── SEKCJA DANYCH ──

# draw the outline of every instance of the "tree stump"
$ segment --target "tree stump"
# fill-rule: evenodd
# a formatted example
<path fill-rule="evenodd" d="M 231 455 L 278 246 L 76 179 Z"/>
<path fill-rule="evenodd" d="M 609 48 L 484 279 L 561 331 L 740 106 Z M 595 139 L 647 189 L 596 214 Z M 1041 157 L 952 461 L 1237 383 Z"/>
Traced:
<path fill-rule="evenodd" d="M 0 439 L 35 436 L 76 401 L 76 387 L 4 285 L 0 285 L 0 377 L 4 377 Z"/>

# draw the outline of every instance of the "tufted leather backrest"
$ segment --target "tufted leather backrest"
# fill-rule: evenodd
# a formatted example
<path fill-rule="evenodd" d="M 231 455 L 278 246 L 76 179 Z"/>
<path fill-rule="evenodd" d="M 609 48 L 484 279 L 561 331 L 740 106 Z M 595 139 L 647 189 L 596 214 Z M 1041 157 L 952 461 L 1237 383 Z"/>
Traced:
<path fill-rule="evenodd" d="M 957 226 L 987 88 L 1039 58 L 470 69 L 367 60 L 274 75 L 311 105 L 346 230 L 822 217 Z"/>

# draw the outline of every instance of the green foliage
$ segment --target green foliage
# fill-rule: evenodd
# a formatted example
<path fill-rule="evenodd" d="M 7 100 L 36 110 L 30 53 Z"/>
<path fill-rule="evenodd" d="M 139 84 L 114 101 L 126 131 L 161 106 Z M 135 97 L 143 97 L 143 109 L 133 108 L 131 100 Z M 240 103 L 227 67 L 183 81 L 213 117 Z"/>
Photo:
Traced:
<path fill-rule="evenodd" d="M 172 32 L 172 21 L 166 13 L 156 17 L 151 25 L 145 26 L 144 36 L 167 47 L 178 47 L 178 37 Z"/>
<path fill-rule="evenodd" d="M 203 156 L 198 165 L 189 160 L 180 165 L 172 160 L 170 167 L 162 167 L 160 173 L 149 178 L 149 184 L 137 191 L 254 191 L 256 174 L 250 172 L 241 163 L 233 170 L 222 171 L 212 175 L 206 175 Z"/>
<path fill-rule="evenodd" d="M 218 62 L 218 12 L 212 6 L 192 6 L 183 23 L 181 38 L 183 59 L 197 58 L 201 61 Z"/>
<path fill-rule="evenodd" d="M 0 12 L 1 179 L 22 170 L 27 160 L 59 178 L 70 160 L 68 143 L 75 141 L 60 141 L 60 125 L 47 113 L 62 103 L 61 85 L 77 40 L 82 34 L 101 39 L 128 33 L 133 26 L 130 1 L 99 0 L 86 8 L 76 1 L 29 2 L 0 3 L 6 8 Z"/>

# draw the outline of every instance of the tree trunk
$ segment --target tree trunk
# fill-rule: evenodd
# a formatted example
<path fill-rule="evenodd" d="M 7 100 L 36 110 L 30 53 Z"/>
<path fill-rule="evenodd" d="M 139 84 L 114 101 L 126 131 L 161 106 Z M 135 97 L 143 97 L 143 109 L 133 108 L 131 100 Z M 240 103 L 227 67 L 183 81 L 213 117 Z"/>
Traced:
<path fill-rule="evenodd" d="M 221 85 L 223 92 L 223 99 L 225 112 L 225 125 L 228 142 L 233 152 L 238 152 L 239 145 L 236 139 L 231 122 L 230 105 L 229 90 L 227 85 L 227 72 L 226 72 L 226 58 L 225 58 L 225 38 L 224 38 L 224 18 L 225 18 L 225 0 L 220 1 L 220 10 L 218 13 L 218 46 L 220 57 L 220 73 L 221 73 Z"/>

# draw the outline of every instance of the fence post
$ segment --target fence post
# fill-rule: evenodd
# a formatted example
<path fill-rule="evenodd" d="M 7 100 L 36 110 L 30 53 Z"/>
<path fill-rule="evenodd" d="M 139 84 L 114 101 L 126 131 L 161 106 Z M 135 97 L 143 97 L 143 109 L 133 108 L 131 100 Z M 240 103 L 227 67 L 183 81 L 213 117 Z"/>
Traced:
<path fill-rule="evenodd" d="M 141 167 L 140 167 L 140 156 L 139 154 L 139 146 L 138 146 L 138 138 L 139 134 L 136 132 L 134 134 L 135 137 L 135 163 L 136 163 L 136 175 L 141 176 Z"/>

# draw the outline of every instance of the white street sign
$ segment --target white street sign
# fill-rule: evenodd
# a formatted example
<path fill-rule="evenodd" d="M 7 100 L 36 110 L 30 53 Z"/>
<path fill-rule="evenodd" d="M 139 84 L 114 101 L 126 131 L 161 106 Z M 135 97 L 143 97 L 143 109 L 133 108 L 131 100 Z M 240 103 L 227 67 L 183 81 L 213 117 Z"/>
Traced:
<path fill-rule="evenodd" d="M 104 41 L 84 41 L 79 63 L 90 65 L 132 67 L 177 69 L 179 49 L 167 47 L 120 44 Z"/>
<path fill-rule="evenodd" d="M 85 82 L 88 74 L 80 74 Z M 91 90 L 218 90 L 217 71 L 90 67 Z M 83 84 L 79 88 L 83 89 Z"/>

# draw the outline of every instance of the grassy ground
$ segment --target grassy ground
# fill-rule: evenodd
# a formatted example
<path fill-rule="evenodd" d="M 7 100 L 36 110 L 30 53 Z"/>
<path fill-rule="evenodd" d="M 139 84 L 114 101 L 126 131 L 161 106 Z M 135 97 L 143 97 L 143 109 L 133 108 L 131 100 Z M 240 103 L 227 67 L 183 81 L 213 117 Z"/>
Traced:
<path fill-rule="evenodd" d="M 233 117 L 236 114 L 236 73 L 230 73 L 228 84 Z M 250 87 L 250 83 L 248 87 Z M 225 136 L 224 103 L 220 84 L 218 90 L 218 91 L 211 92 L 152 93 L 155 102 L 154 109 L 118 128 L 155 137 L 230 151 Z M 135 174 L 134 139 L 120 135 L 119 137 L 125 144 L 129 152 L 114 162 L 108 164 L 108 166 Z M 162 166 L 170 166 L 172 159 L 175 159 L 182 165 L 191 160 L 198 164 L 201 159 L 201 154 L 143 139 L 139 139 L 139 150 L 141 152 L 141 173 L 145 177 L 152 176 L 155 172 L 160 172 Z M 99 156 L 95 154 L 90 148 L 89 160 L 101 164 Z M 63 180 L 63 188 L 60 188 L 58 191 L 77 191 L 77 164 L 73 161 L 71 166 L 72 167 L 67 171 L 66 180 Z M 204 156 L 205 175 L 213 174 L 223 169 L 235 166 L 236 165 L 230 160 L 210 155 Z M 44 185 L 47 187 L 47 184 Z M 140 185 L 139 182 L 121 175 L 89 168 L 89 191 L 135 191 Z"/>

───

ZADANIE PISEMNE: Przepisz wszystkie powyższe rekordy wiernie, znak po znaku, bez żadnych zmian.

ODPOWIEDŹ PISEMNA:
# draw the outline of every instance of the "tree stump"
$ segment --target "tree stump"
# fill-rule: evenodd
# a formatted example
<path fill-rule="evenodd" d="M 231 455 L 278 246 L 76 179 Z"/>
<path fill-rule="evenodd" d="M 609 48 L 484 279 L 561 331 L 740 106 Z M 595 139 L 647 189 L 596 214 Z M 1041 157 L 952 461 L 1237 383 Z"/>
Traced:
<path fill-rule="evenodd" d="M 0 439 L 35 436 L 76 401 L 76 387 L 4 285 L 0 285 L 0 377 L 4 377 Z"/>

# draw the outline of every instance of the "tufted leather backrest"
$ segment --target "tufted leather backrest"
# fill-rule: evenodd
# a formatted example
<path fill-rule="evenodd" d="M 231 455 L 278 246 L 76 179 Z"/>
<path fill-rule="evenodd" d="M 609 48 L 484 279 L 561 331 L 740 106 Z M 595 139 L 647 189 L 596 214 Z M 1041 157 L 952 461 L 1237 383 Z"/>
Traced:
<path fill-rule="evenodd" d="M 957 226 L 987 88 L 1039 58 L 470 69 L 367 60 L 274 75 L 311 105 L 346 230 L 822 217 Z"/>

# draw the outline of every instance of the green foliage
$ segment --target green foliage
# fill-rule: evenodd
# a formatted example
<path fill-rule="evenodd" d="M 7 100 L 36 110 L 30 53 Z"/>
<path fill-rule="evenodd" d="M 139 84 L 114 101 L 126 131 L 161 106 Z M 135 97 L 143 97 L 143 109 L 133 108 L 131 100 Z M 240 103 L 227 67 L 183 81 L 213 117 Z"/>
Photo:
Traced:
<path fill-rule="evenodd" d="M 172 32 L 172 21 L 166 13 L 156 17 L 151 25 L 145 26 L 144 36 L 167 47 L 178 47 L 178 37 Z"/>
<path fill-rule="evenodd" d="M 203 156 L 198 165 L 189 160 L 180 165 L 172 160 L 170 167 L 162 167 L 160 173 L 149 178 L 149 184 L 137 191 L 254 191 L 256 174 L 250 172 L 241 163 L 233 170 L 222 171 L 212 175 L 206 175 Z"/>
<path fill-rule="evenodd" d="M 218 62 L 218 12 L 212 6 L 192 6 L 183 23 L 181 38 L 183 59 L 197 58 L 201 61 Z"/>
<path fill-rule="evenodd" d="M 0 12 L 1 179 L 22 170 L 27 160 L 59 178 L 70 160 L 68 143 L 75 141 L 60 141 L 60 125 L 47 113 L 62 103 L 61 85 L 77 40 L 82 34 L 101 39 L 128 33 L 133 26 L 130 1 L 99 0 L 86 8 L 76 1 L 29 2 L 0 3 L 6 8 Z"/>

# draw the outline of every instance of the tree trunk
$ segment --target tree trunk
# fill-rule: evenodd
# a formatted example
<path fill-rule="evenodd" d="M 7 100 L 36 110 L 30 53 Z"/>
<path fill-rule="evenodd" d="M 139 84 L 114 101 L 126 131 L 161 106 Z M 135 97 L 143 97 L 143 109 L 133 108 L 131 100 Z M 240 103 L 227 67 L 183 81 L 213 117 Z"/>
Traced:
<path fill-rule="evenodd" d="M 221 85 L 223 92 L 223 99 L 225 112 L 225 125 L 228 142 L 233 152 L 238 152 L 239 145 L 236 139 L 231 122 L 230 105 L 229 90 L 227 85 L 227 72 L 226 72 L 226 58 L 225 58 L 225 38 L 224 38 L 224 18 L 225 18 L 225 0 L 220 1 L 220 10 L 218 13 L 218 46 L 220 57 L 220 73 L 221 73 Z"/>

# draw the outline of every instance of the fence post
$ segment --target fence post
# fill-rule: evenodd
# a formatted example
<path fill-rule="evenodd" d="M 7 100 L 36 110 L 30 53 Z"/>
<path fill-rule="evenodd" d="M 139 84 L 114 101 L 126 131 L 161 106 Z M 135 97 L 143 97 L 143 109 L 133 108 L 131 100 Z M 240 103 L 227 67 L 183 81 L 213 117 Z"/>
Traced:
<path fill-rule="evenodd" d="M 141 167 L 140 167 L 140 156 L 139 154 L 139 146 L 138 146 L 138 138 L 139 134 L 136 132 L 134 134 L 135 137 L 135 163 L 136 163 L 136 175 L 141 176 Z"/>

# draw the outline of every instance of the white street sign
$ segment --target white street sign
# fill-rule: evenodd
# a formatted example
<path fill-rule="evenodd" d="M 7 100 L 36 110 L 30 53 Z"/>
<path fill-rule="evenodd" d="M 139 84 L 114 101 L 126 131 L 161 106 Z M 135 97 L 143 97 L 143 109 L 133 108 L 131 100 Z M 240 103 L 227 67 L 183 81 L 213 117 Z"/>
Traced:
<path fill-rule="evenodd" d="M 104 41 L 84 41 L 79 63 L 90 65 L 132 67 L 177 69 L 179 49 L 167 47 L 120 44 Z"/>
<path fill-rule="evenodd" d="M 85 82 L 88 74 L 80 74 Z M 91 90 L 218 90 L 217 71 L 90 67 Z M 83 84 L 79 88 L 83 89 Z"/>

# draw the outline of every instance of the grassy ground
$ segment --target grassy ground
# fill-rule: evenodd
# a formatted example
<path fill-rule="evenodd" d="M 7 100 L 36 110 L 30 53 Z"/>
<path fill-rule="evenodd" d="M 139 84 L 114 101 L 126 131 L 161 106 Z M 135 97 L 143 97 L 143 109 L 133 108 L 131 100 Z M 240 103 L 227 67 L 183 81 L 213 117 Z"/>
Traced:
<path fill-rule="evenodd" d="M 233 117 L 236 114 L 236 73 L 230 73 L 228 84 Z M 250 87 L 250 83 L 248 87 Z M 225 136 L 224 103 L 220 84 L 218 90 L 218 91 L 211 92 L 152 93 L 155 102 L 154 109 L 118 128 L 155 137 L 230 151 Z M 135 174 L 134 139 L 120 135 L 119 137 L 125 144 L 129 152 L 114 162 L 108 164 L 108 166 Z M 162 166 L 170 166 L 172 159 L 175 159 L 182 165 L 191 160 L 198 164 L 201 159 L 201 154 L 143 139 L 139 139 L 139 150 L 141 152 L 141 173 L 145 177 L 152 176 L 155 172 L 160 172 Z M 99 156 L 95 154 L 90 148 L 89 160 L 101 164 Z M 63 180 L 63 188 L 60 188 L 58 191 L 77 191 L 77 164 L 73 161 L 71 166 L 72 167 L 67 171 L 66 180 Z M 204 156 L 205 175 L 213 174 L 223 169 L 235 166 L 236 165 L 230 160 L 210 155 Z M 44 185 L 47 187 L 47 184 Z M 140 185 L 139 182 L 121 175 L 89 168 L 89 191 L 135 191 Z"/>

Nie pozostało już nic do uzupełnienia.